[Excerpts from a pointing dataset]

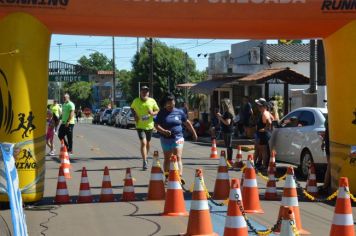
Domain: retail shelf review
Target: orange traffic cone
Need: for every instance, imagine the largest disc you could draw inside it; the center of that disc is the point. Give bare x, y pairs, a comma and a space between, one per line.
199, 222
271, 189
174, 204
242, 178
235, 223
62, 191
214, 150
290, 199
288, 227
129, 191
84, 191
250, 193
272, 160
343, 223
222, 183
107, 194
156, 186
239, 163
312, 187
65, 162
62, 150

- GIVEN REQUEST
Output the lines of the records as a numbered list, omitting any blank lines. Leave the pictures out of your answer.

- OUTPUT OF THE EXERCISE
1. Domain: retail shelf review
2. Target: orange traffic cone
3. Need: for every instance, imagine the largest disc you could draw inside it; the center of that disc is the point. Give bare x, y pairs, a comma and a space between, one per line.
4. 199, 222
5. 271, 189
6. 174, 204
7. 242, 178
8. 235, 223
9. 62, 191
10. 214, 150
11. 290, 199
12. 288, 227
13. 129, 191
14. 84, 191
15. 250, 193
16. 272, 160
17. 343, 223
18. 222, 183
19. 107, 194
20. 156, 186
21. 239, 163
22. 312, 187
23. 65, 162
24. 62, 150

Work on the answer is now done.